- _REQUIREMENT_: Copy out every line in the records below that contains the word "pink". Case counts.

:: ROWS

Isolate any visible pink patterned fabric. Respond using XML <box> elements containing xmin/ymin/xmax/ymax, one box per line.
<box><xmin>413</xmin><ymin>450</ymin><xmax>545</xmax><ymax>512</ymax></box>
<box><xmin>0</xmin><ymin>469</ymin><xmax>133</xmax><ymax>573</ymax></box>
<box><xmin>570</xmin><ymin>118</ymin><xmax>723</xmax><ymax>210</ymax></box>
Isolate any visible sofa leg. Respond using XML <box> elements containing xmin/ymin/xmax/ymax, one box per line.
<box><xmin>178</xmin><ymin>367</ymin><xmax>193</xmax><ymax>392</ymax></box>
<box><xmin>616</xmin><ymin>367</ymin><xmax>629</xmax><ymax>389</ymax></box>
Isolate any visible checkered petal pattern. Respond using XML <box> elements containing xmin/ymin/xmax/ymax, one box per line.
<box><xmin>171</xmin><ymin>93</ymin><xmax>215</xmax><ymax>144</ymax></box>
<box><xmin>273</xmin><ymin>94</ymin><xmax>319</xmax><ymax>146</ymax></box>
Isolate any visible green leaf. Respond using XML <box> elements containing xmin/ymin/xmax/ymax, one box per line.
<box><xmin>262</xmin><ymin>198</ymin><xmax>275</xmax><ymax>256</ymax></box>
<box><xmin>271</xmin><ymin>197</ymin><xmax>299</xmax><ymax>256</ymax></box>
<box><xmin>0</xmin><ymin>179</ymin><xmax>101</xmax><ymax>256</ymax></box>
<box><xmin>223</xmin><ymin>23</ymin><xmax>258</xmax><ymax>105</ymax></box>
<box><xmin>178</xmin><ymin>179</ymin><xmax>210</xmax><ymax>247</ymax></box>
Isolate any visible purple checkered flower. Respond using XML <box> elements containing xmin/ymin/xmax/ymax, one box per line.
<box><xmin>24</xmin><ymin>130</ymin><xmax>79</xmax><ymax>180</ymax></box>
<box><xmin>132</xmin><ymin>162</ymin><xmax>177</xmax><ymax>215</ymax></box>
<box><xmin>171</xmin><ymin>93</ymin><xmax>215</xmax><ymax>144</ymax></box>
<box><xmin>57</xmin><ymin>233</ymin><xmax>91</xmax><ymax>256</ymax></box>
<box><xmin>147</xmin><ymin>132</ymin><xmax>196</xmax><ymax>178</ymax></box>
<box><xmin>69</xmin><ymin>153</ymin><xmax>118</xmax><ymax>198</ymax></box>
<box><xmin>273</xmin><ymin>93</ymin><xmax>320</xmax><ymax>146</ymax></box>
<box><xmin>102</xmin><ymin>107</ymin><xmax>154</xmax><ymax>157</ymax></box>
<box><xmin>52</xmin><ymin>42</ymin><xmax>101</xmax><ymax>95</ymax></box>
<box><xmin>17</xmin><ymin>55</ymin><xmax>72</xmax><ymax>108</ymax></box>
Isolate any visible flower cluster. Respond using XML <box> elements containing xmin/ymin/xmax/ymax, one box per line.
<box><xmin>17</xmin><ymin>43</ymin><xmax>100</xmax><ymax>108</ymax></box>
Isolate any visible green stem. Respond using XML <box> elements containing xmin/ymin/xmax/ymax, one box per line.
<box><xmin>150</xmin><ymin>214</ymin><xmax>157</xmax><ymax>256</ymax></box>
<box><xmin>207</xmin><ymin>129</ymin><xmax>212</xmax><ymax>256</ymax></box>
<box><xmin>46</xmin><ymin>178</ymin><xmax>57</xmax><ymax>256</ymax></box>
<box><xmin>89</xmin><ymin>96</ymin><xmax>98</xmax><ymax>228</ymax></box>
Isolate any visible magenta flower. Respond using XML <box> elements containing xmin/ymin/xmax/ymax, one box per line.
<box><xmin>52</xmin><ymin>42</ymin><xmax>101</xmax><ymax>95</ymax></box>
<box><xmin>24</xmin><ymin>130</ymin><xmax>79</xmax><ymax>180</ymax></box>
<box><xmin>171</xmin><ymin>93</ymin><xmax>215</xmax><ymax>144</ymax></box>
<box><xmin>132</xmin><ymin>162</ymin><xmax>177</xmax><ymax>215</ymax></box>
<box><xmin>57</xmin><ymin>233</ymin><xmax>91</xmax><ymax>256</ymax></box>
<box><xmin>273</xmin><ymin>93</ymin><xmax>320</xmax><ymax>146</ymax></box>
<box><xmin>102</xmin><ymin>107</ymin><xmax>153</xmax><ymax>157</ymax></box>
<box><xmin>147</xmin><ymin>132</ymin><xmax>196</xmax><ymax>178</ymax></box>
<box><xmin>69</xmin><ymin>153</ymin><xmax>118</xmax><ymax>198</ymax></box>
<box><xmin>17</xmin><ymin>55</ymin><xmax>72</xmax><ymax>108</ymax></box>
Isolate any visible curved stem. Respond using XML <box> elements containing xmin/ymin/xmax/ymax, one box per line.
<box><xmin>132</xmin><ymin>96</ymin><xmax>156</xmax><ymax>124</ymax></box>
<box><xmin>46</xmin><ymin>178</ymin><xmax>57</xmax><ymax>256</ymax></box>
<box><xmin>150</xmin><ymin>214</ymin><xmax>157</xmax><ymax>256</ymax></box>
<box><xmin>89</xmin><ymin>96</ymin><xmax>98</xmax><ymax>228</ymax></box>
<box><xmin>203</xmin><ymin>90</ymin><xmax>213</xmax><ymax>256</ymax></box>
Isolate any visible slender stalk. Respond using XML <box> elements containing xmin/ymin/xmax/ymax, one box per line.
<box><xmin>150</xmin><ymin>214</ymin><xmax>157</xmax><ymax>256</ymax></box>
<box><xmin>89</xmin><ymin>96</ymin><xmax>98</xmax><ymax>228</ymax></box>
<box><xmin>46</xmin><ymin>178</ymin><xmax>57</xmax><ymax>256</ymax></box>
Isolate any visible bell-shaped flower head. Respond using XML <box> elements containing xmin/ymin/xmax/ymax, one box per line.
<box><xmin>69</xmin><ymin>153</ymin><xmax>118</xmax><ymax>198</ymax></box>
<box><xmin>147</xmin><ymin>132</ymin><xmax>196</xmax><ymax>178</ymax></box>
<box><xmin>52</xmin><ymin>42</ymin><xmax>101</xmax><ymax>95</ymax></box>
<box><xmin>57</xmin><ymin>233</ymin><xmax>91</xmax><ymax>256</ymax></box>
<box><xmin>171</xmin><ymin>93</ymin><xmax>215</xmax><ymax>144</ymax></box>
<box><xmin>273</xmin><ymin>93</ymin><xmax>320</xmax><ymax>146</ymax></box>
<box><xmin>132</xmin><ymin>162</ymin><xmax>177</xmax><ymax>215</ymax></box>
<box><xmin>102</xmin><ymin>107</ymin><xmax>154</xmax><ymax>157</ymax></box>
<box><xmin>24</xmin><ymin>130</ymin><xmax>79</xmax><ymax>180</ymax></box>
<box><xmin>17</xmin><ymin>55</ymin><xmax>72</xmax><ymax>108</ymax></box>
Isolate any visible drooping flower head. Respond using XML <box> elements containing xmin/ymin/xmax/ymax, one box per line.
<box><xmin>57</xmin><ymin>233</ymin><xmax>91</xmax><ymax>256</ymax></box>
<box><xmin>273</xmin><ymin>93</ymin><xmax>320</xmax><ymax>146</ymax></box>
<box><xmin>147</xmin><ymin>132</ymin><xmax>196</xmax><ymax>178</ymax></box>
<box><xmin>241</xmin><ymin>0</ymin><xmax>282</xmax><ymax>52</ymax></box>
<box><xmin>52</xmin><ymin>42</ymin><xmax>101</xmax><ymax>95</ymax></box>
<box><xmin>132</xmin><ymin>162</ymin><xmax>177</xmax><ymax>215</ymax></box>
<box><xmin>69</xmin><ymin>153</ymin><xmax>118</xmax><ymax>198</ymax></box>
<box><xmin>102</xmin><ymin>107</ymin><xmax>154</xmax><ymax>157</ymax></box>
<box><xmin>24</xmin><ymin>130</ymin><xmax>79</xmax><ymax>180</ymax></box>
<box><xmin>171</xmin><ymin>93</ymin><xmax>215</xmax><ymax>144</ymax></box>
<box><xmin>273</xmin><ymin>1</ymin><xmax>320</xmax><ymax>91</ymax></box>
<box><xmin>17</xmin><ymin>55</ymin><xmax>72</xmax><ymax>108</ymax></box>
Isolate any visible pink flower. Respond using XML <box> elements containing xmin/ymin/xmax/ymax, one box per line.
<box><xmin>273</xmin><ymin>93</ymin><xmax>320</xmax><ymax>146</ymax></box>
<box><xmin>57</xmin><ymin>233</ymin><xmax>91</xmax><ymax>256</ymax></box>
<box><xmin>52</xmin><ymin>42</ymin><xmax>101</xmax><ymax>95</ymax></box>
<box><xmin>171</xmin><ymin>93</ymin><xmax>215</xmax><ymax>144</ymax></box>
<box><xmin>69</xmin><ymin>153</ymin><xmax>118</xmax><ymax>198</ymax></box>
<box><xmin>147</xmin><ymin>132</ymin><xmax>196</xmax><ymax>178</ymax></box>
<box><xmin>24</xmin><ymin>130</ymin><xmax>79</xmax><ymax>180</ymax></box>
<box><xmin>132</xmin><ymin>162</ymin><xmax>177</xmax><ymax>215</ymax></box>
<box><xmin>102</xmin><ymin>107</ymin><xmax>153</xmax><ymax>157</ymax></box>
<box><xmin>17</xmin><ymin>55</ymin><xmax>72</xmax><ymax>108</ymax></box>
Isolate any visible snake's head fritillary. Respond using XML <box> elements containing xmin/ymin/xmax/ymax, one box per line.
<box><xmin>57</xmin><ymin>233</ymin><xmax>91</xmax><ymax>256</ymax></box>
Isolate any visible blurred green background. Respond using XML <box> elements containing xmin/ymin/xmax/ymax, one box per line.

::::

- _THE ANSWER_:
Isolate any visible pink patterned fabric. Respond using XML <box> elements containing xmin/ymin/xmax/ymax, one box per line.
Isolate any visible pink flower. Respond using XML <box> elements containing xmin/ymin/xmax/ymax, one box per line.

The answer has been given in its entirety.